● **TASK DESCRIPTION**:
Print exactly the lines from the one containing "shape point(571, 204)" through the last line of the listing, both included.

● **AVAILABLE RECORDS**:
# # # # # # #

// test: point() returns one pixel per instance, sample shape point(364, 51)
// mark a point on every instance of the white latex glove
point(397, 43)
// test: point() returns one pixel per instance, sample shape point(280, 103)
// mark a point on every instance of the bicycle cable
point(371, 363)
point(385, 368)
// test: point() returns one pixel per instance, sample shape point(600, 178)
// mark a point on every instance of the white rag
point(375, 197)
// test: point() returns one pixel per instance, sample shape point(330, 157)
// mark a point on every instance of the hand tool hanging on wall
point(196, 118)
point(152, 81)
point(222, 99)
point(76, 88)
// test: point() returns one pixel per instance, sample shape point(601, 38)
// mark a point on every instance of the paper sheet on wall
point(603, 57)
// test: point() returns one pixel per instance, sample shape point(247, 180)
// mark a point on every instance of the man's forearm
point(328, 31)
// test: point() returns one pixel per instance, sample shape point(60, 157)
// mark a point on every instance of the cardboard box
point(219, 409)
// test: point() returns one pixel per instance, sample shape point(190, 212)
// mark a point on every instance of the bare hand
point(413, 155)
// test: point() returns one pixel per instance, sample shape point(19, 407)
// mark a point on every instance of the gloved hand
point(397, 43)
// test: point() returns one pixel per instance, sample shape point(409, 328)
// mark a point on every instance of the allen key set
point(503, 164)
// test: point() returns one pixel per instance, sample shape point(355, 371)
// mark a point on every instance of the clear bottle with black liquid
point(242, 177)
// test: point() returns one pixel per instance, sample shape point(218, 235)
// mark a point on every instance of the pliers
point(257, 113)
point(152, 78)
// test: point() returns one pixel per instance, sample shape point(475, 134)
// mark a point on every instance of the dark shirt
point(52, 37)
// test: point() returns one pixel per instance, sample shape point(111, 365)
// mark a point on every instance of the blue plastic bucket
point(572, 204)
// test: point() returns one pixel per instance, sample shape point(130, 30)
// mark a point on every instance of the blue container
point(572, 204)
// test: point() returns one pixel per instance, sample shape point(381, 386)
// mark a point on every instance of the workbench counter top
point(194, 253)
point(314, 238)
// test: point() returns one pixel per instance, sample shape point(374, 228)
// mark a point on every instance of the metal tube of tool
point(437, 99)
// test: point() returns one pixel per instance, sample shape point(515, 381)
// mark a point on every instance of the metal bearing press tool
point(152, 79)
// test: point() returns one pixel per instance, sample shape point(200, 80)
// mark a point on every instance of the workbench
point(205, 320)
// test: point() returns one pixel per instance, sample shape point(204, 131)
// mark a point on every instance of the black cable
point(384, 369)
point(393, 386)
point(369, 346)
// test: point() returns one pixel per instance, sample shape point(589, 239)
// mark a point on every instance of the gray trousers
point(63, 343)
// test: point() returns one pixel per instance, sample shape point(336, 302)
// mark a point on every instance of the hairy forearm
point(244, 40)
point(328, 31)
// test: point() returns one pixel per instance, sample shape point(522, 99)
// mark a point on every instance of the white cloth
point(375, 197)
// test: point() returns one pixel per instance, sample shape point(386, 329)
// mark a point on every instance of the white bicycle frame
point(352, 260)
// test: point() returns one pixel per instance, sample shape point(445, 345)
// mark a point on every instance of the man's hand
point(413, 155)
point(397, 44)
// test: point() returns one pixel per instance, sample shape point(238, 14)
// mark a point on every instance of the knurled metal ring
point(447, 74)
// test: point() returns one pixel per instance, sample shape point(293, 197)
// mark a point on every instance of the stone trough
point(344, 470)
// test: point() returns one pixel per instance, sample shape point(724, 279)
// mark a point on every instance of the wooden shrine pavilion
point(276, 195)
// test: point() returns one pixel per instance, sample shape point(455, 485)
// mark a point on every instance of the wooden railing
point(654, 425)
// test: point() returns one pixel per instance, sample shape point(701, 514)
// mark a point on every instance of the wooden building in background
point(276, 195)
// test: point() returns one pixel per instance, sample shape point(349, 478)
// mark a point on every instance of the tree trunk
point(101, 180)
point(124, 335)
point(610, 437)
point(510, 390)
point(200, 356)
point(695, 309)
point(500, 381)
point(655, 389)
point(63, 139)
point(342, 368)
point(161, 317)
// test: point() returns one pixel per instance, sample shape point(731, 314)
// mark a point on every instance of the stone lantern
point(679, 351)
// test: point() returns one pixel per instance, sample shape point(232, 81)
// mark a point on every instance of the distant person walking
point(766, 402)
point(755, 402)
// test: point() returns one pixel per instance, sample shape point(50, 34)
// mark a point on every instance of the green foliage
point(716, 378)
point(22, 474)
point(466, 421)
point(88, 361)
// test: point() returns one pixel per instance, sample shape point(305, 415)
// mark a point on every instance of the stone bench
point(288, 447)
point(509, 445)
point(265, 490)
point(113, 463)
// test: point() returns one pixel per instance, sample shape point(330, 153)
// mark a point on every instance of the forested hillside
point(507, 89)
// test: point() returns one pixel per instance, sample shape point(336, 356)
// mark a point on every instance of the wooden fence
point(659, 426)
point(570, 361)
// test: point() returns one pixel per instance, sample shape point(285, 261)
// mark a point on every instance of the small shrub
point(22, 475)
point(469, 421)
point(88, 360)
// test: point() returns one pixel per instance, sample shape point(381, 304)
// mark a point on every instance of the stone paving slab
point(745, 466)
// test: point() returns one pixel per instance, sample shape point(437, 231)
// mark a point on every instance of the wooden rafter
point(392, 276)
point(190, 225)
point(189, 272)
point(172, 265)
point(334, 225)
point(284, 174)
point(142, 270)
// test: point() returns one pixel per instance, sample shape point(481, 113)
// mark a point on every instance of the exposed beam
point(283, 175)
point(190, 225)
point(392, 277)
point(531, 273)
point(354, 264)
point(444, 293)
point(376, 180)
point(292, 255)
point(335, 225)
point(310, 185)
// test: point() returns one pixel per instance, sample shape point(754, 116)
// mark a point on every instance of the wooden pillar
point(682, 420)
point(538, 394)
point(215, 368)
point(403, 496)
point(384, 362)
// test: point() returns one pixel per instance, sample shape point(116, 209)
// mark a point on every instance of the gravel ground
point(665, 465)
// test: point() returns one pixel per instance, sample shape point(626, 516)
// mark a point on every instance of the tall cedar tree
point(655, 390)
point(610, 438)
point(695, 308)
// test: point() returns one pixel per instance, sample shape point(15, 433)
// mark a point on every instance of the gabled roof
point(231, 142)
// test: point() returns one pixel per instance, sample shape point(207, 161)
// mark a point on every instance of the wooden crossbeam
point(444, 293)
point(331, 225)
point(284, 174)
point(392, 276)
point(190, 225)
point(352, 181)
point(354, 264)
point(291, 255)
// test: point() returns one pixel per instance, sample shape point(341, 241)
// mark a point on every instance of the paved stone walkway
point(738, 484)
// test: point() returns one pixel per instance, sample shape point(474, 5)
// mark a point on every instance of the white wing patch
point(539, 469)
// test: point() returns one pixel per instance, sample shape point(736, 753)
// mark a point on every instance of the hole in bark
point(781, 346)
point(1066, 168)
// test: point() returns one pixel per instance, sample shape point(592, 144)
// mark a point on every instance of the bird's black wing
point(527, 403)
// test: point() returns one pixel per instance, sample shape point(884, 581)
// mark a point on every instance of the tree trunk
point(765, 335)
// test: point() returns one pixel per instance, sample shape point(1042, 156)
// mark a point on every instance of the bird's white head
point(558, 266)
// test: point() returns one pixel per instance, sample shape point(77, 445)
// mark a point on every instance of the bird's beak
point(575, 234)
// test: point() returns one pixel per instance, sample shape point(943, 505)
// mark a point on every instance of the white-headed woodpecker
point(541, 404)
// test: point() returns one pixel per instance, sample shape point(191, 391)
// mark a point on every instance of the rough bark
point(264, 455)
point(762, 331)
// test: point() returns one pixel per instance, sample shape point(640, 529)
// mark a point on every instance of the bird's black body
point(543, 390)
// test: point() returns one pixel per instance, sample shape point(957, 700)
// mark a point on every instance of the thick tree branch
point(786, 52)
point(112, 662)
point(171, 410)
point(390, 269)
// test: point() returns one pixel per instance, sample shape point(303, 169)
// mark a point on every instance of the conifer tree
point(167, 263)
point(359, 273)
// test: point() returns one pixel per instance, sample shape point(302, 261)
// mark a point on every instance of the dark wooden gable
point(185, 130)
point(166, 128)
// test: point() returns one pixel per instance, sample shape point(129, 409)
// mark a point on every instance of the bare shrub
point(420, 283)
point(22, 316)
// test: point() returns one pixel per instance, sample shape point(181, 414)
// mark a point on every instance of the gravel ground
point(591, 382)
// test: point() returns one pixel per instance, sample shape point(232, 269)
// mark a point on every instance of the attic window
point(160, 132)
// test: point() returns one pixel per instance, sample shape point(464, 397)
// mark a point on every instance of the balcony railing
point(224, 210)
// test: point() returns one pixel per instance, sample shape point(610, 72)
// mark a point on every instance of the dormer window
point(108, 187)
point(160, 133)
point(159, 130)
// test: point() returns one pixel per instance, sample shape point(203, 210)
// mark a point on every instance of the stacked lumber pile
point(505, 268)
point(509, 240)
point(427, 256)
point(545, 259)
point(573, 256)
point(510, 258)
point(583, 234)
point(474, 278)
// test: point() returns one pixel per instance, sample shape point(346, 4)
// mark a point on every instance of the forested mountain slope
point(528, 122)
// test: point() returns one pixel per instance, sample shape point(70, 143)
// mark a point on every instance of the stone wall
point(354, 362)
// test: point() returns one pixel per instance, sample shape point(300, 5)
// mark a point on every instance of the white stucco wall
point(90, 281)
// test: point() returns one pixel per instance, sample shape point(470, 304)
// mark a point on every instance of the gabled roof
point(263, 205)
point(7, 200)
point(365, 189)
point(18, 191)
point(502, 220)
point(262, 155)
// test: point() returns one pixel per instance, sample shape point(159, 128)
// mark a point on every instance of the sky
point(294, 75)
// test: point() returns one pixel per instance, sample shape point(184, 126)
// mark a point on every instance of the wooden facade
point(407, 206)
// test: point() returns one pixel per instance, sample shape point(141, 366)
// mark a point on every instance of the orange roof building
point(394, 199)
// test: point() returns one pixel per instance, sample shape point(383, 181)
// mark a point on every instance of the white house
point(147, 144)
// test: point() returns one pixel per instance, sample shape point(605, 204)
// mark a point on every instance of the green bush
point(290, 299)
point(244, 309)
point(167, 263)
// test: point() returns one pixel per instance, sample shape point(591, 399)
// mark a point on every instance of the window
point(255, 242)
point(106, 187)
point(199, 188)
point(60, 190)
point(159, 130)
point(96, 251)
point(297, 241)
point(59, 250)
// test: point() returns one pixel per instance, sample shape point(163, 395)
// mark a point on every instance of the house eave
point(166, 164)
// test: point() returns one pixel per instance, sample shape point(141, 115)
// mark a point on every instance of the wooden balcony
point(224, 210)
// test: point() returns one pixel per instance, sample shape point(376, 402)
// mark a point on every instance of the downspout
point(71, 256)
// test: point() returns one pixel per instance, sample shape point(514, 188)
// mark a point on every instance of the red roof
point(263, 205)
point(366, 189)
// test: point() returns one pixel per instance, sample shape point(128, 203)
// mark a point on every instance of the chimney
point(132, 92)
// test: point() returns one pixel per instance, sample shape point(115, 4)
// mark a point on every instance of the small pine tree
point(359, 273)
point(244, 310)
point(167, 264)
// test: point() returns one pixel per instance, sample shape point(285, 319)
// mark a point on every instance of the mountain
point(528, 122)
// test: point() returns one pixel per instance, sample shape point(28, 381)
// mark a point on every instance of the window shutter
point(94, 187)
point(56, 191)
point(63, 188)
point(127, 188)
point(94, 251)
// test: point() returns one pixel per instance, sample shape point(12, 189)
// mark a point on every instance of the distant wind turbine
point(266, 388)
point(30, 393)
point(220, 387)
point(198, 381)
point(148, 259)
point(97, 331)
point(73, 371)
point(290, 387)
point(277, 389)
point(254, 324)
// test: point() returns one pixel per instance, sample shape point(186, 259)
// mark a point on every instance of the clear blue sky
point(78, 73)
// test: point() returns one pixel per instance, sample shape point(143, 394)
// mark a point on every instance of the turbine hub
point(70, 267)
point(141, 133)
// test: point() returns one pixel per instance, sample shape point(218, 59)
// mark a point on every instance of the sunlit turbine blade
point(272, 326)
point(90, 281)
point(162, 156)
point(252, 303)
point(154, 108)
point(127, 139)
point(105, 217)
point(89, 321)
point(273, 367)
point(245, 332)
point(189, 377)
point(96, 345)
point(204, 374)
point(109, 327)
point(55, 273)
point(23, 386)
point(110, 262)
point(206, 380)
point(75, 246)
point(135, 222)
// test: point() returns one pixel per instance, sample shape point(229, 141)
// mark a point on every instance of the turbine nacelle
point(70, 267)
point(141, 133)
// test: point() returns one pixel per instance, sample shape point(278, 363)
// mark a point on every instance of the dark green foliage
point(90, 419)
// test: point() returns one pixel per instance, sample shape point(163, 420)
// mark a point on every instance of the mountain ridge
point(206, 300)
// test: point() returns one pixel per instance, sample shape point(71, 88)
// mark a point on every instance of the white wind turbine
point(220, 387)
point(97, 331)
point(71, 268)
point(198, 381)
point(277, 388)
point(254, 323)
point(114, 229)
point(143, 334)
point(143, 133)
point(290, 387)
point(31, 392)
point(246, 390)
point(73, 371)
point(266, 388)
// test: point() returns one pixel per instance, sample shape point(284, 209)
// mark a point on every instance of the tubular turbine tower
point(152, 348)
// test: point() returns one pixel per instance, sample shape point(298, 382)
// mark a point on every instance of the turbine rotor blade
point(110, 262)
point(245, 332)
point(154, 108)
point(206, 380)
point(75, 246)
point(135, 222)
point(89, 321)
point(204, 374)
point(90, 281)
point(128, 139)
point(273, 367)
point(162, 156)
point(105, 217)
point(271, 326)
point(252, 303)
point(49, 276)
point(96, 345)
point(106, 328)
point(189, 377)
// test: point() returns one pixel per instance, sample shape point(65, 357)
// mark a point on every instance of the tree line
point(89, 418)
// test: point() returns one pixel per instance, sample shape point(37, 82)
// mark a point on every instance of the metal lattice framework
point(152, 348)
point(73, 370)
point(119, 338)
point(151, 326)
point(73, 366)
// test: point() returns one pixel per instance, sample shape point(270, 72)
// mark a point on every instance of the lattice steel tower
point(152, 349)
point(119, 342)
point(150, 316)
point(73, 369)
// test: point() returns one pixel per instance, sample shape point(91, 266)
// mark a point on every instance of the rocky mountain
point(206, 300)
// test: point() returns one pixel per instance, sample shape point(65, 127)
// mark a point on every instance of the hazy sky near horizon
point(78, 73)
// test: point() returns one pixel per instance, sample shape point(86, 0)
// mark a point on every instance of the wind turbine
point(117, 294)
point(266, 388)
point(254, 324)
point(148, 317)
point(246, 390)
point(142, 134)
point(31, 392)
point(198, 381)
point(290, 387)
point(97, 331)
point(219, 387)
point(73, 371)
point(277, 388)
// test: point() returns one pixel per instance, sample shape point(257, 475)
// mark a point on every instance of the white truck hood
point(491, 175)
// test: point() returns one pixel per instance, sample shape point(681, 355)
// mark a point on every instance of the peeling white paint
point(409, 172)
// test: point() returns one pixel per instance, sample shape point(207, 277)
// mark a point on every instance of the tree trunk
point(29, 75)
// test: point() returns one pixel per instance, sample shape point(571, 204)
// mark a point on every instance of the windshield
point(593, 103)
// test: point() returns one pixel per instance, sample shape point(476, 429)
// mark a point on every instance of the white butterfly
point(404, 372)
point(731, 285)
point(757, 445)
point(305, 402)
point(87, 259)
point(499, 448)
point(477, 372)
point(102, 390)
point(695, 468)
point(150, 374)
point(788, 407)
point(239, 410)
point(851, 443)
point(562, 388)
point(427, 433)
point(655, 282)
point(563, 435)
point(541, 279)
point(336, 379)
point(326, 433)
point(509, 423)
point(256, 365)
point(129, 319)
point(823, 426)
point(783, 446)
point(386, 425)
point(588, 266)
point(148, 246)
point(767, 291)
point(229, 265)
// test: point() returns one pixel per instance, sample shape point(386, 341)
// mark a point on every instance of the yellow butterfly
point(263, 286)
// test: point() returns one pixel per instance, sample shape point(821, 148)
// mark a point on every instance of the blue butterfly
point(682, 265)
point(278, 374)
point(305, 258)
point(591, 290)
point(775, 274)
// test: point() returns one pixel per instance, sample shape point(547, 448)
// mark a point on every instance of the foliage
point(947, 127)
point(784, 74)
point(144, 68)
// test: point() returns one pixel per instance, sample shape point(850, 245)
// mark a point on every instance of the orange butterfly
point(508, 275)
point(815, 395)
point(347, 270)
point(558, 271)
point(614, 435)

# # # # # # #

● **THE COMPLETED TASK**:
// test: point() returns one pixel per instance, sample shape point(571, 204)
// mark a point on every instance of the windshield
point(593, 103)
// test: point() returns one pixel per instance, sample shape point(476, 429)
// mark a point on every instance of the white butterfly
point(404, 372)
point(731, 285)
point(757, 445)
point(305, 402)
point(87, 259)
point(499, 448)
point(477, 372)
point(102, 390)
point(695, 468)
point(150, 374)
point(788, 407)
point(239, 410)
point(851, 443)
point(562, 388)
point(427, 433)
point(655, 282)
point(563, 435)
point(541, 279)
point(336, 379)
point(326, 433)
point(509, 423)
point(256, 365)
point(129, 319)
point(823, 426)
point(783, 446)
point(386, 425)
point(588, 266)
point(148, 246)
point(767, 291)
point(229, 265)
// test: point() returns one pixel per instance, sample shape point(386, 341)
// mark a point on every instance of the yellow butterfly
point(263, 286)
// test: point() returns one pixel per instance, sample shape point(821, 148)
// mark a point on every instance of the blue butterfly
point(682, 265)
point(278, 374)
point(305, 258)
point(591, 290)
point(775, 274)
// test: point() returns one pixel per instance, sample shape point(547, 448)
// mark a point on every instance of the foliage
point(947, 127)
point(784, 74)
point(144, 68)
// test: point() returns one pixel per instance, sample shape point(850, 245)
// mark a point on every instance of the orange butterfly
point(508, 275)
point(815, 395)
point(347, 270)
point(558, 271)
point(614, 435)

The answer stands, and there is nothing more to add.